* **Your goal**
Copy all of the data below in full, adding -20 to each coordinate of the bounding boxes given as answers and leaving every other line unchanged.
____ Data in this exercise
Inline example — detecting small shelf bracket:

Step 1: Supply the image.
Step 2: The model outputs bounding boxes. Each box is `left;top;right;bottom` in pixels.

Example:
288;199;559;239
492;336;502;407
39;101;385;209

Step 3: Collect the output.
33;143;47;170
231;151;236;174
________
* **The output**
Inline example — detecting small shelf bracket:

Step 1: Supply the image.
Step 2: The model outputs bounding boxes. Each box is `left;top;right;bottom` in pixels.

Example:
288;199;559;239
492;336;502;407
39;101;385;209

Step 3: Collect the output.
13;123;27;150
211;131;216;154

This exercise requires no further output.